TASK: Pull every line holding the word "rough" from the data below and copy it.

ENTRIES SUPPLIED:
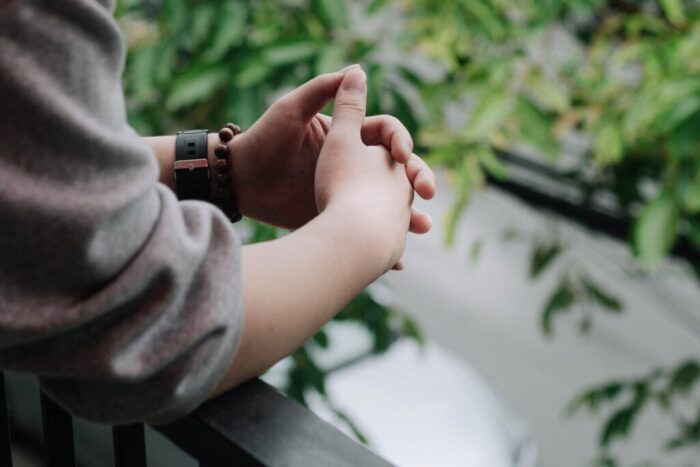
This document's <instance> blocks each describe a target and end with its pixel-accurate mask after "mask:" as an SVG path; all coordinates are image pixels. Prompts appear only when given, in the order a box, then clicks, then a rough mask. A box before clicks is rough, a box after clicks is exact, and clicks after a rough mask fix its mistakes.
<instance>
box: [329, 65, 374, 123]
mask: <svg viewBox="0 0 700 467" xmlns="http://www.w3.org/2000/svg"><path fill="white" fill-rule="evenodd" d="M366 110H367V75H365V72H364V71H362V69H360V68H352V69H350V70H349V71H348V72H347V73H346V74H345V77H344V78H343V81H342V83H340V88H338V92H337V94H336V95H335V102H334V104H333V123H332V124H331V132H333V131H339V130H340V131H343V132H349V133H352V134H357V135H358V136H359V135H360V130H361V129H362V123H363V122H364V119H365V112H366Z"/></svg>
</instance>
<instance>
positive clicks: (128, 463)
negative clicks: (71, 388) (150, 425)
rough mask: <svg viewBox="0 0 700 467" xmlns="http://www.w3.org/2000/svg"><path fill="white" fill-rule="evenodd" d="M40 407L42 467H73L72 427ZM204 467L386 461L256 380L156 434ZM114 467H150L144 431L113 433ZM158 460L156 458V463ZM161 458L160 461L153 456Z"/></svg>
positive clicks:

ANSWER BOX:
This document's <instance> blocks each describe a target and end with its pixel-accurate mask after "mask:" as an SVG path; all coordinates are image pixels. Prompts appear only when given, in the order a box, then clicks, then a rough mask. A box before clicks is rough, a box after clicks is exact, and clicks after a rough mask fix its mistakes.
rough mask: <svg viewBox="0 0 700 467" xmlns="http://www.w3.org/2000/svg"><path fill="white" fill-rule="evenodd" d="M40 407L42 467H73L72 427ZM204 467L386 461L256 380L156 434ZM114 467H150L144 431L113 433ZM158 460L156 458V463ZM161 458L160 461L153 456Z"/></svg>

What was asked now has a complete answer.